WHAT IS REQUIRED:
Of all the entries below, only the lines from the one with "In this photo, where can the cloudy" up to and including the one with "In this photo, where can the shrub" are to be duplicated exactly.

(Saved entries)
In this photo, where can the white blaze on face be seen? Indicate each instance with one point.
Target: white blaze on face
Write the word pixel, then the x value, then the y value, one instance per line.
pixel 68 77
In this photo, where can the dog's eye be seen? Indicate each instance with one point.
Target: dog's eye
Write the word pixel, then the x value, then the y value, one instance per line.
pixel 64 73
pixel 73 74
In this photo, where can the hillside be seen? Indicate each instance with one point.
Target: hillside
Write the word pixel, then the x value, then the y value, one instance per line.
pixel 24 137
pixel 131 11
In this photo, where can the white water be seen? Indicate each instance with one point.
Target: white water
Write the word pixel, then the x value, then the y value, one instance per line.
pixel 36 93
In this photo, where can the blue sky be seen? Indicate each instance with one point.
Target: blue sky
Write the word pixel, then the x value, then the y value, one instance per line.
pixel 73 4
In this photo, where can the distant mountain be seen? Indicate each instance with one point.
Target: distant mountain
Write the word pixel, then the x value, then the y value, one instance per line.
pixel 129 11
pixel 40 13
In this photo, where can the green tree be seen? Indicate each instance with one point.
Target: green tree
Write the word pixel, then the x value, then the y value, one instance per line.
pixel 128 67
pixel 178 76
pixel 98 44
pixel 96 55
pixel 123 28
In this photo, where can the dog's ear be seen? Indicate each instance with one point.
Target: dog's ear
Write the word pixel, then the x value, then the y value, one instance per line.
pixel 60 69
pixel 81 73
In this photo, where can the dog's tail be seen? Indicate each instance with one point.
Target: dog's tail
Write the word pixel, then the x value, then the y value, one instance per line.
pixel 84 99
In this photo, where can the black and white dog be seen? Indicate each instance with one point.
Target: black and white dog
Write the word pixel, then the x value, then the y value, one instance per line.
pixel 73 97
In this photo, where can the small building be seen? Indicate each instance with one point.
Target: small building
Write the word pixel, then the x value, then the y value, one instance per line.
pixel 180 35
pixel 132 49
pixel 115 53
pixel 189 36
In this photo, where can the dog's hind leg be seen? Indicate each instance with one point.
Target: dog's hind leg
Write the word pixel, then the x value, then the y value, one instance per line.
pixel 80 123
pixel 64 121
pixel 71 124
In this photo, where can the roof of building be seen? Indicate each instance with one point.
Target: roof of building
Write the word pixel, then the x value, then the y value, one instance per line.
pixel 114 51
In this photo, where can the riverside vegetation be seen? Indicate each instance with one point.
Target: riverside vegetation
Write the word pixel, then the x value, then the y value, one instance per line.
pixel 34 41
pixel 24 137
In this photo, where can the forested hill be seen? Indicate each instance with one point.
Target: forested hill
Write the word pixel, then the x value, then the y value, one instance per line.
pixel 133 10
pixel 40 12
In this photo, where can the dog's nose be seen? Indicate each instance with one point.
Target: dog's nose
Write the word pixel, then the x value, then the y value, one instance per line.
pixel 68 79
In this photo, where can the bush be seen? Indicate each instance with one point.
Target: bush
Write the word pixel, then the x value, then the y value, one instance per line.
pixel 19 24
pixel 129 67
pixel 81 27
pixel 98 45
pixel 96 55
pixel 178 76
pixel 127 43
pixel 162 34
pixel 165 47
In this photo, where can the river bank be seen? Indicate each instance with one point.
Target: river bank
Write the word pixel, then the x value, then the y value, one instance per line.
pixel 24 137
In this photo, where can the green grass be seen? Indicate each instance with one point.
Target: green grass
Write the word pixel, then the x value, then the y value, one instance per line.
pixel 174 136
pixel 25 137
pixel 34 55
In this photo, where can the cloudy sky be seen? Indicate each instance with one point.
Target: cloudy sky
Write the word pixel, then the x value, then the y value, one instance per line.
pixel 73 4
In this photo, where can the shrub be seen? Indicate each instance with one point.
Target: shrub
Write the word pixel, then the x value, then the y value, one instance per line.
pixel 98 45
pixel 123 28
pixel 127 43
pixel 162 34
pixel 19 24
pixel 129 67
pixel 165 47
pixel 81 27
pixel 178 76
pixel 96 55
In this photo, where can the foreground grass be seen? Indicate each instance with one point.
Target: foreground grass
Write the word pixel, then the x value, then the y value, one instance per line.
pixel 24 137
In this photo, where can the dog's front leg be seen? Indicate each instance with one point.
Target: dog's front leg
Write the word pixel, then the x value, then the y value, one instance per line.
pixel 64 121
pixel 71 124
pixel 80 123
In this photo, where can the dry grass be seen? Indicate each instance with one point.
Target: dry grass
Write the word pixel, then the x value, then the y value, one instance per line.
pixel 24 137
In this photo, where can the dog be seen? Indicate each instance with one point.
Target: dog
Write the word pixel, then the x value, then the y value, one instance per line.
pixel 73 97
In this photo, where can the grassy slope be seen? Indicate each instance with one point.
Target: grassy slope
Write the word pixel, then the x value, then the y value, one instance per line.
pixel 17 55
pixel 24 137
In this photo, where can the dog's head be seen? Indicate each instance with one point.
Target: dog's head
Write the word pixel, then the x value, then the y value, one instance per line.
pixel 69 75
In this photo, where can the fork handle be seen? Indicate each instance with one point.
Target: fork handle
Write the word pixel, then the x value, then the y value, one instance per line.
--
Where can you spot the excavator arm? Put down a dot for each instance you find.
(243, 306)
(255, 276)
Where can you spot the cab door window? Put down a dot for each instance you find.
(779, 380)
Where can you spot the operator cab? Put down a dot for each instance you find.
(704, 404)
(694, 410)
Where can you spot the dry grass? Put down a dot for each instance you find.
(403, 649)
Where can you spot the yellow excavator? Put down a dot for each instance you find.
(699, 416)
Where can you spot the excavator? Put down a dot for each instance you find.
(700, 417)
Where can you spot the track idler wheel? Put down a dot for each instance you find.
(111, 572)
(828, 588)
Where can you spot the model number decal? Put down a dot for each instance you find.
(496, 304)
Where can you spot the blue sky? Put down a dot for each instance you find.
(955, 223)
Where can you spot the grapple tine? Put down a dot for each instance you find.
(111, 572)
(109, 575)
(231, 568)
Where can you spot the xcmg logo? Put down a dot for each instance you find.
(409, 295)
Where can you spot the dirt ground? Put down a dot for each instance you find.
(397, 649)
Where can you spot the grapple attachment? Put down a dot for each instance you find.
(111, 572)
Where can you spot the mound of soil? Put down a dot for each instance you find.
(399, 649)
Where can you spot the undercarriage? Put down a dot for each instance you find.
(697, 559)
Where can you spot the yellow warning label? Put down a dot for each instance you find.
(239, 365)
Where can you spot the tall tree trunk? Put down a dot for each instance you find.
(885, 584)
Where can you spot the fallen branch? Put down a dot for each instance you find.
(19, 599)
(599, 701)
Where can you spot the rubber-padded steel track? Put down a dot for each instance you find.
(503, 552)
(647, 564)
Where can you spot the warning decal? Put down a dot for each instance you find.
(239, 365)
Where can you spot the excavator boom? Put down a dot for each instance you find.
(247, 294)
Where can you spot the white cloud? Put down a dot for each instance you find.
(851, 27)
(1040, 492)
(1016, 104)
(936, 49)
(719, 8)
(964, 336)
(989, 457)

SOLUTION TO THIS PROBLEM:
In this photo, where can the cloudy sky be seen? Indicate each instance with one point.
Target: cloudy sky
Write the word pixel, then the x value, then the y value, one instance per line.
pixel 73 4
In this photo, where can the shrub be seen? Indicate each instance with one point.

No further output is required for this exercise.